SHORT TASK: Reproduce every line of the data below, starting at the line that contains "If you could mark the pearl" and stopping after the line that contains "<point>67,155</point>", with each coordinate in the answers offset by -13. Omit the pictures.

— start of INFORMATION SHOWN —

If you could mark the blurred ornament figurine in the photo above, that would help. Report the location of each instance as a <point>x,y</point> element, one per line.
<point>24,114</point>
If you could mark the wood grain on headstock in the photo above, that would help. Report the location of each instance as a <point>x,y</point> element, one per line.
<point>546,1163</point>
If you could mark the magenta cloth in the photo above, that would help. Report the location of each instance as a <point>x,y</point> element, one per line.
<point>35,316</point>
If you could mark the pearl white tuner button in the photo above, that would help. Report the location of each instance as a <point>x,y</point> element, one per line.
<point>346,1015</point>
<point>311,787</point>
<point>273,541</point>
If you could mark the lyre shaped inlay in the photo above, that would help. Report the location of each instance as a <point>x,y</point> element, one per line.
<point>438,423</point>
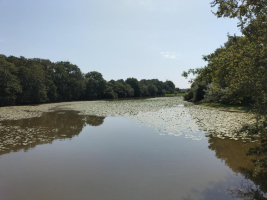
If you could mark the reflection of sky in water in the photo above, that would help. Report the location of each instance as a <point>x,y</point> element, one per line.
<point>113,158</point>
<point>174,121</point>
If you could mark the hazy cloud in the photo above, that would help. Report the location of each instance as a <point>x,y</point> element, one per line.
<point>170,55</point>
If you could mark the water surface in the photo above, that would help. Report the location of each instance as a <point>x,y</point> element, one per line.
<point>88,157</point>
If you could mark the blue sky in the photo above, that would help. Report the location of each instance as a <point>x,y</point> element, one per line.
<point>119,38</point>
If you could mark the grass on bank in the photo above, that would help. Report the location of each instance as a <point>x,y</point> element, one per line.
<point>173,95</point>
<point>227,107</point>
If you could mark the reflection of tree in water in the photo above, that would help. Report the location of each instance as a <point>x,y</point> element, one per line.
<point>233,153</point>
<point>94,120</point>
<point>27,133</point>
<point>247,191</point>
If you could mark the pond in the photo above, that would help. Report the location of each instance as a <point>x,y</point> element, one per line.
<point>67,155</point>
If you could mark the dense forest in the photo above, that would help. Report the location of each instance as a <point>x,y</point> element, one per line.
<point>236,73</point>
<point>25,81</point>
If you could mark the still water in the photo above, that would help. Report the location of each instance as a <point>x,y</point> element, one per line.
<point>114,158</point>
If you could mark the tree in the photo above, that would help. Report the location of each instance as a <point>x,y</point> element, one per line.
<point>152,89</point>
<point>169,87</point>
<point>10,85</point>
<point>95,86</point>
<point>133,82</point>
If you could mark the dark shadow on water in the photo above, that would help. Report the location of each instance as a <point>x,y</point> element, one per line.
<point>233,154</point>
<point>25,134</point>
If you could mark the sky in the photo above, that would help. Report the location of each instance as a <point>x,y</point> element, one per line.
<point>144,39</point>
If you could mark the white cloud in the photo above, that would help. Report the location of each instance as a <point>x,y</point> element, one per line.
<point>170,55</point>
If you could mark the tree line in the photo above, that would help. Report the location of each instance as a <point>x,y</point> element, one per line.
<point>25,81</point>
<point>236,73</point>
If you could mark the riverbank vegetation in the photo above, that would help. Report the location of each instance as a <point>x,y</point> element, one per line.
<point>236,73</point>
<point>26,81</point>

— end of INFORMATION SHOWN —
— start of INFORMATION SHOWN —

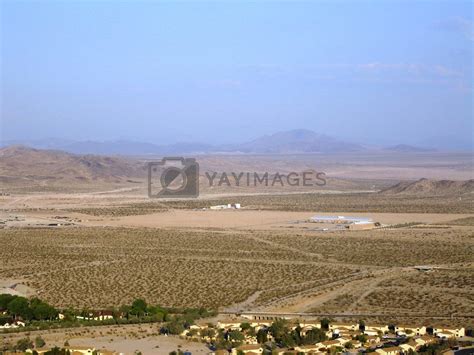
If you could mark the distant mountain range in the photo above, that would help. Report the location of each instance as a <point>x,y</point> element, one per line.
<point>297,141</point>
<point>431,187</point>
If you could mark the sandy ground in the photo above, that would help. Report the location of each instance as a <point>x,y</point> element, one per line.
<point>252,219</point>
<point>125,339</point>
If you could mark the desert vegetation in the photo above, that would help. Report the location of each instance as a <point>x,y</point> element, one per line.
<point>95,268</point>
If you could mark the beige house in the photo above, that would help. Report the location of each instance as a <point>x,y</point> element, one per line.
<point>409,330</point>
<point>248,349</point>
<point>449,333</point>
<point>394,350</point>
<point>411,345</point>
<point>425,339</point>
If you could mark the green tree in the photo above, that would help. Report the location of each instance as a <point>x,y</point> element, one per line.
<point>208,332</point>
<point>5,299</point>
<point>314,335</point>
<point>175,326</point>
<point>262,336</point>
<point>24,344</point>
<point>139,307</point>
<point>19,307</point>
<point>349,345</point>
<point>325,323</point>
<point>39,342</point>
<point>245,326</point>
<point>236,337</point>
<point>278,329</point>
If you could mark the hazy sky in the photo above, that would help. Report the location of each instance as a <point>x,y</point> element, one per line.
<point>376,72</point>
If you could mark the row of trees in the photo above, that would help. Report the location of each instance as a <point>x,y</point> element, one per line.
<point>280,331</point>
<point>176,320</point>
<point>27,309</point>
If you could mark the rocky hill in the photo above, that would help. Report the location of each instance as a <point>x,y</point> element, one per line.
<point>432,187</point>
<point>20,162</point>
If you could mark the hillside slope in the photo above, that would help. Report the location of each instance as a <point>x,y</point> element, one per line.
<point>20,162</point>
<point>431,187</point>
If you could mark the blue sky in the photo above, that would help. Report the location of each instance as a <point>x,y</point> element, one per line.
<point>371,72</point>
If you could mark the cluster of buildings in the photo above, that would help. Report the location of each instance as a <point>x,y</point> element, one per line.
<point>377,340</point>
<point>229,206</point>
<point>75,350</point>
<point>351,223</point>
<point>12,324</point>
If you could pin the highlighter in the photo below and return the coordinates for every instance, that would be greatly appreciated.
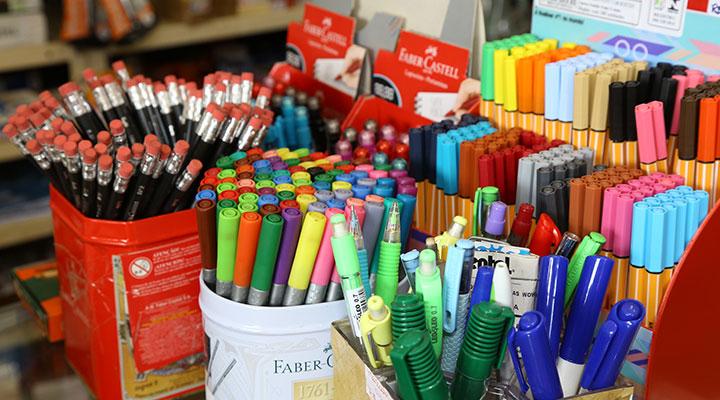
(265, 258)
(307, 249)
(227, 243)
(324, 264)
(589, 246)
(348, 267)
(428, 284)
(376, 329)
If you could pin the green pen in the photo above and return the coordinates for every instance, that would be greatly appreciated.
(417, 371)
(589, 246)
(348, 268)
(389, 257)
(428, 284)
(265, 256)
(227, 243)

— end of INFORMATION SHOWN —

REPLY:
If you could mark the pearl white tuner button in the photo above, that would help. Report the location of each instance as a <point>x,y</point> element, one per line.
<point>333,1002</point>
<point>298,774</point>
<point>260,528</point>
If you could mark the lyre shaped inlay in the photo above, that would help. Report the location of each instance as a <point>x,y</point> element, one per line.
<point>425,410</point>
If you could mark the reflection of sky in water in the photo above, that would help. Report the location of each instance as a <point>x,y</point> element, one per line.
<point>100,145</point>
<point>161,108</point>
If you could mark the hazy cloud in the photo above, that would help. Report the location of each instance as a <point>x,y</point> element, one per line.
<point>157,42</point>
If you could mark the water surface in the photo above, that would help. Report the location of each instance as a <point>x,y</point> element, one per line.
<point>75,144</point>
If you could mark the blue sky in the photo above, that would help. Report the location of each instance as a <point>x,y</point> element, one per line.
<point>106,25</point>
If you could mark the grass on bank in the photo above, that would help. Report the location of each instance as a <point>x,y</point> element, one per line.
<point>160,82</point>
<point>214,94</point>
If you could mark the reflection of tree in water in the photo above, that would help. Report the location of each instance as a <point>x,y</point> element, one per line.
<point>220,140</point>
<point>81,107</point>
<point>14,120</point>
<point>234,178</point>
If you could mark the pond in the photo above, that would help. Report the location of each instance as a <point>x,y</point> element, one per line.
<point>54,142</point>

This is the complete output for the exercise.